:: REQUIREMENTS ::
Quote each of the following records word for word, keeping every line in its original order.

+ + + + +

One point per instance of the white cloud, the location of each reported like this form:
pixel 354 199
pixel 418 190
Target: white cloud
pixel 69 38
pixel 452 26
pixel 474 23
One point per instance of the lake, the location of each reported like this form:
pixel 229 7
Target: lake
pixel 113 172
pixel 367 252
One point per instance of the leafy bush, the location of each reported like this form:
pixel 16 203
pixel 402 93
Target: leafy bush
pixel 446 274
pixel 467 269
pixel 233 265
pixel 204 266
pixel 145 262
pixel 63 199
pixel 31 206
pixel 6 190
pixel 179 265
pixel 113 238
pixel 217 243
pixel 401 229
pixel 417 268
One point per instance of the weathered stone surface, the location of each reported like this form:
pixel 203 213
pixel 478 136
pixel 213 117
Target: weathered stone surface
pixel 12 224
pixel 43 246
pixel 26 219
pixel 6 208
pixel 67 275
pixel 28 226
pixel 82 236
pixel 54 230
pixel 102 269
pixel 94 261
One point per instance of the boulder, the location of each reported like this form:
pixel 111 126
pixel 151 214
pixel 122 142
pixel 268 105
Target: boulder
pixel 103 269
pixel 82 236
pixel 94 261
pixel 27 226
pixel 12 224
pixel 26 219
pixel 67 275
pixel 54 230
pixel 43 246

+ + + + +

:: WRITTEN ANSWER ::
One point per instance of the white cloud, the location of each reported like this form:
pixel 354 199
pixel 418 190
Target: white cloud
pixel 69 38
pixel 452 26
pixel 474 23
One point per instance of the lake, the location of each reported like this form:
pixel 229 7
Target: lake
pixel 113 172
pixel 367 252
One point per instance of the leafy bush, the location of each reported like this form:
pixel 16 203
pixel 402 93
Target: leafy bush
pixel 446 274
pixel 467 269
pixel 233 265
pixel 204 266
pixel 145 262
pixel 63 199
pixel 31 206
pixel 6 190
pixel 179 265
pixel 113 238
pixel 217 243
pixel 401 229
pixel 417 268
One point per instance of the weathered stone surface, the location of each reported like this form:
pixel 203 213
pixel 478 136
pixel 213 117
Target: weathered stone surface
pixel 12 224
pixel 43 246
pixel 26 219
pixel 6 208
pixel 67 275
pixel 28 226
pixel 82 236
pixel 54 230
pixel 102 269
pixel 94 261
One point per instance of the boulder, the location of each reported like this form:
pixel 111 126
pixel 151 214
pixel 122 142
pixel 268 105
Target: boulder
pixel 103 269
pixel 82 236
pixel 94 261
pixel 27 226
pixel 12 224
pixel 26 219
pixel 67 275
pixel 54 230
pixel 43 246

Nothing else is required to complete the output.